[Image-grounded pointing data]
*** Block opens ***

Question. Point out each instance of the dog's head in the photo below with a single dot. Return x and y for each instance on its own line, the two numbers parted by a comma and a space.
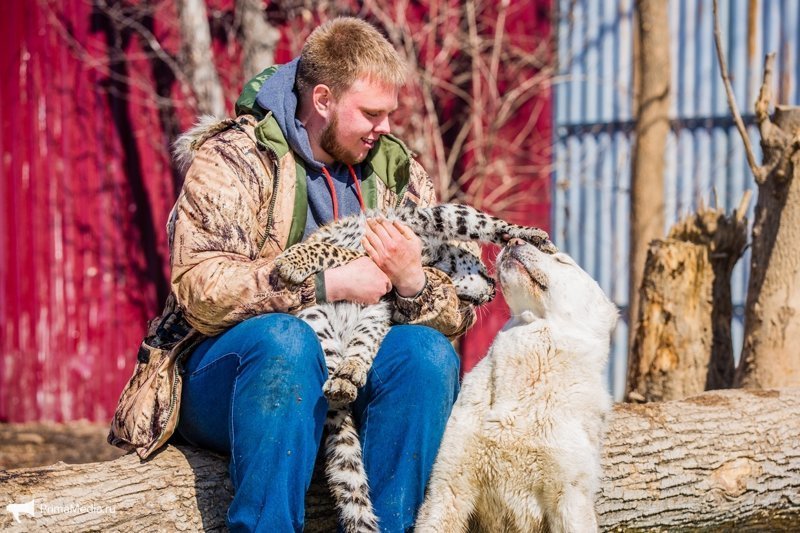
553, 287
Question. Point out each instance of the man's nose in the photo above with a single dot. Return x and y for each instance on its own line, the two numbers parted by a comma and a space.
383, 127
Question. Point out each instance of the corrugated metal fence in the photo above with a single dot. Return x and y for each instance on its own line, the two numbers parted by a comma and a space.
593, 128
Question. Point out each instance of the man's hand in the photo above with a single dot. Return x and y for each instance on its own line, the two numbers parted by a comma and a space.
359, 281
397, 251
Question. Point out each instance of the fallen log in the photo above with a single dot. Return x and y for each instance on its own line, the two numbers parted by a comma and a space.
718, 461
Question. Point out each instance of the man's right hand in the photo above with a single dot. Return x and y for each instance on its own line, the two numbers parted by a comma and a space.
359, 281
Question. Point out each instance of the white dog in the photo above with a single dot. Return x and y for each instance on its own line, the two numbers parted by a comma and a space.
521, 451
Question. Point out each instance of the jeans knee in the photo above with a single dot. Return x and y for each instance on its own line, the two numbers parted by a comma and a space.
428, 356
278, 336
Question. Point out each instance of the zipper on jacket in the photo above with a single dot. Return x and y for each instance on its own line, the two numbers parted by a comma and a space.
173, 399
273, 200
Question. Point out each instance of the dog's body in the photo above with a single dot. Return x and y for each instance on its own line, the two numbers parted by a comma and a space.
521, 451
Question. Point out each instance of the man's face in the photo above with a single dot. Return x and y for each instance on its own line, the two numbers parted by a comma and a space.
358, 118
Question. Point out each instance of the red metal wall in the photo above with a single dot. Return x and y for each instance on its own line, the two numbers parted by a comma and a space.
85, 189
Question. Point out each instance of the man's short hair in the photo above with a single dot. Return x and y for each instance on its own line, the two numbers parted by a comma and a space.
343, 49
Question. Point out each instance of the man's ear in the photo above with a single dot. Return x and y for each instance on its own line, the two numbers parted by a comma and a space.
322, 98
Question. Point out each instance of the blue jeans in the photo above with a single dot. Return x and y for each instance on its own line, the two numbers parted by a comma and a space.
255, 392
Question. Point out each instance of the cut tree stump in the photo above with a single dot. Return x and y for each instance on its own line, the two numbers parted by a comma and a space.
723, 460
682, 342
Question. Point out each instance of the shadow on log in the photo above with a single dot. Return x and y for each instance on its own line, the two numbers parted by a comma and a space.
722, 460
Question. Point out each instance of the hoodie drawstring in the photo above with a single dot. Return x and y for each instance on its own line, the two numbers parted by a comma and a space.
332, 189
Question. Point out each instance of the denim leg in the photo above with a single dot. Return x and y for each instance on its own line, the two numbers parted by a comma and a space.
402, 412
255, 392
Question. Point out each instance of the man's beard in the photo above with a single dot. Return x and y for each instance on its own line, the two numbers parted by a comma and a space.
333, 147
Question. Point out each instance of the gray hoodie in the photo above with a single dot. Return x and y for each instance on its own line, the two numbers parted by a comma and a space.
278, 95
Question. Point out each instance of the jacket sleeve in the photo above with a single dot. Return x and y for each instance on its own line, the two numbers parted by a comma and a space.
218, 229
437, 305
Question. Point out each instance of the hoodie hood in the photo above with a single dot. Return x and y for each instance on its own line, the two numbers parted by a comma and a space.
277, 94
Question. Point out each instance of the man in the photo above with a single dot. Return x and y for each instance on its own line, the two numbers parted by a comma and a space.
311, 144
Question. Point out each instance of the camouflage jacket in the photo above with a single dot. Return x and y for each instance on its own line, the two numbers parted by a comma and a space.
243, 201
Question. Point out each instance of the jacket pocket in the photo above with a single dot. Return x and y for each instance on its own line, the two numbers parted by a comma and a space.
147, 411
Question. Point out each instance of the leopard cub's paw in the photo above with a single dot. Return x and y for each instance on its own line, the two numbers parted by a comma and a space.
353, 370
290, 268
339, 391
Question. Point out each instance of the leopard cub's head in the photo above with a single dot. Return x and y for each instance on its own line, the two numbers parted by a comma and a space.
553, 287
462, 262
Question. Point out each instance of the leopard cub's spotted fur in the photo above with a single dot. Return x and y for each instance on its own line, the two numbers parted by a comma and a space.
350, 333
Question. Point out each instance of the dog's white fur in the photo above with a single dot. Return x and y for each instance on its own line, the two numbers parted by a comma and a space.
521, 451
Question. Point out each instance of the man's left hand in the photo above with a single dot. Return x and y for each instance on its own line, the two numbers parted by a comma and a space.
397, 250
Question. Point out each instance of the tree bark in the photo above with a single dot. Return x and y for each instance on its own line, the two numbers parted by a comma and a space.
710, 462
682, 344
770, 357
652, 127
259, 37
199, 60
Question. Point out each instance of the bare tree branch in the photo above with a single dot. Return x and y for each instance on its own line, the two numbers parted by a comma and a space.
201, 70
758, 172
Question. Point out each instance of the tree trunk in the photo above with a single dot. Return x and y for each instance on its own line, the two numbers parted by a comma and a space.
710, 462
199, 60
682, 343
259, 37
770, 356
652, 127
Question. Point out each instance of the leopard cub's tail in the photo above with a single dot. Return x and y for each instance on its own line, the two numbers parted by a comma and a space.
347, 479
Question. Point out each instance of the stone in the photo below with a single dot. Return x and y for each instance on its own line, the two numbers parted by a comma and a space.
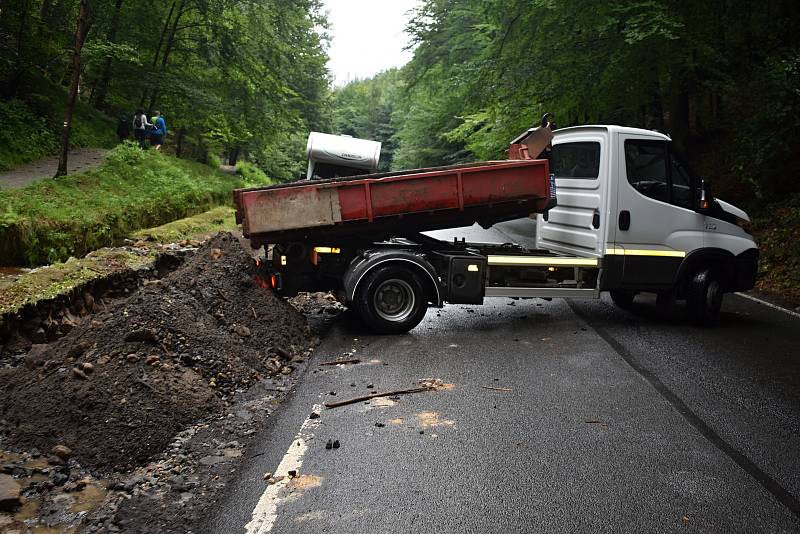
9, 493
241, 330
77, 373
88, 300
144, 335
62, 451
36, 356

*** Block closes ***

#### Task to carry out:
Give every entry again verbatim, with no pictures.

#### Exercise output:
Question. Point out each instance of the dog's head in the photo below with a single dot. Return x and y for each instance on its own line, the two numbers parted by a comma and a space.
553, 287
Question. Point out each instance of the man's nose in the photo above with a single dot. Return x and y for each instance on its own line, the two numbers parted by a comma and a space.
383, 127
Question. Point out each instance of the corrugated metal fence in the photo above with a single dot. Return x and y for each instance on its own line, the two numbers parted by a comma and a space.
593, 128
Question. Point out each instance of the man's hand in the photo above with a single dot. Return x and y for each instance on its own line, the two numbers parted by a comma and a space.
359, 281
397, 251
Question. Point out each instance of the fallen log in the photo above with a single dot. Return x and y for each instance on its own line, the two numbers parted by a comma and a space.
718, 461
Question. Point out each instance of the man's right hand in the photo above with a single dot. Return x and y for each instance on its own line, the two numbers parted by a comma and a space.
359, 281
Question. Point out each instance of the white dog in the photo above with a single dot. Return x and y for each instance on its own line, the two numbers parted by a comma and a space.
521, 451
Question. Point out each instance of the jeans knee in the photo above with a single dot. Return x and y for each instance on its own line, the two numbers parted by a comma and a space.
428, 356
278, 336
Question. Point out each instance of the zipper on jacket in the photo above with a single dot. Return x and y for each instance on its own line, the two numbers parted by a comma and a space.
173, 399
273, 200
Question. Point out each instance of the dog's body in the photo above with a single dot. Return x and y for each instance on its own line, the two numbers parted by a comma and a space.
521, 451
Question. Point out each instance of the man's face in the photo above with a single dot. Return x and y for each instance on its own line, the two numbers parted by a comma and a space.
358, 118
Question. Point out each instance of the red metal wall in the photo above with a single dot. Return x and y for each instance on its own line, the two numbers parted by a comma and a space.
85, 189
Question. Point out each instance of the man's short hair in the photo above with a single dot. Return x and y for each instance on its own line, the two numbers parted by a comma and a space.
343, 49
Question. Point out each instance of the man's ear in the photo above with a single dot. Return x and y for each instance on its own line, the two numbers parted by a comma and a space.
322, 98
Question. Point out each instance of the blue jeans in the photo above with a single dot. Return x and y for each instance on its own line, the two numbers parted by a comma and a space.
255, 392
Question. Point out each instance of the cut tree stump in the photo above with a single dot. Return x and y for each instance on its own line, the two numbers parted by a comma and a space.
723, 460
682, 342
Question. Point out each instance of the shadow on log in the photo above with a single dot. Return x and y for each instance on its own line, the two numbers parted by a comma and a space.
722, 460
Question. Point out each instance of the hoodie drawstring in the photo above with a single dot. Return x and y for each instance on its own line, the two numbers parted by a comma and a space.
332, 189
Question. Point out each instance of the denim leg in the photo above with a single dot. Return x and y for each instance on its own line, the two numbers parted by a comma and a space.
402, 412
255, 392
Question. Point out each instance of the man's beard in the photo above with a single dot. Return x and y for each instance on its own line, the two numbers parted by a comma and a space.
333, 147
Question. Point out each instance of the gray hoodie in the photo above with a single dot. Return x and y for each instance on its own line, the two numbers parted by a comma and a space.
278, 95
Question. Point out each instance of the jacket sleeve in the photo above with a single dot. Return x and y for each instance on its own line, the two numbers parted by a comma and a space.
218, 229
437, 305
Question. Point out each instance of the hoodie hood in the photo above with a single dot. Return x and y for each instance on its own line, the two numbers parted by a comma and a space.
277, 94
Question. Point out each instance of the man in the photo above with a single dot. Return x and y for each instance on its own line, the two numbers parted by a comma and a space.
311, 144
Question. Point out each instance of the camouflage jacket in the photo above with a single dot. Return x and y for each instance on its own line, the two numbers parted by a comma and a space.
243, 201
Question. Point out each instance of the jacket pocket in the photo above with a single dot. Return x and y for each instance on its own line, the two numbers parted by a comma and a space.
147, 411
Question. Point out each instance of the leopard cub's paw in the photo above with a single dot. Return x and y for each instance on its own line, the two numbers parted by a comma and a space.
353, 370
290, 268
339, 391
Question. Point out each instance of the leopard cub's head in the photo above with a single dot. Return x and y for each instance on its own line, the two numbers parted by a comma and a space.
553, 287
462, 262
Question. Point out each instance of the leopard cub's spotted fur in the photo above with a single dot. Return x and y for each instance on its own line, the two numbers parted by a comma and a space.
350, 333
Question. Point out each instance of the dog's white fur in the photo above with a single dot. Return x and y for each instance on its own line, the two numbers parted by a comma and a space.
521, 451
Question. Point out each instance of the man's left hand in the photo above with a single dot. Return x and y for each instance on its own line, the two numbers parted by a comma and a space.
397, 250
Question. Point out each instance of the tree bark in the photo above with a single dot. Return x and y for each instance on its own line, the two numbers parted by a comma and a space.
710, 462
682, 344
770, 357
652, 127
259, 37
199, 60
Question. Point out each instance of the bare tree branch in the photo above with a single dot. Return x and y for each instance on its own line, the two numbers parted by a comma and a space.
201, 70
758, 172
Question. Point out each instance of the tree trunk in the photo above with a single dot. Return x and y for each instance on its own line, the two numbers parted by a comma and a space.
710, 462
199, 60
682, 343
259, 37
770, 356
652, 127
Question. Point out each instance of the leopard cub's tail in the photo above with a single dot. Return x and y for each instance on its own line, the two numbers parted by a comma and a space.
347, 479
Question. Point out each instance of the stone in the photo below with a single dot. Return x and y for each instance on its own line, the two numbers parted by a comma and a space.
9, 493
241, 330
77, 373
88, 300
144, 335
62, 451
36, 356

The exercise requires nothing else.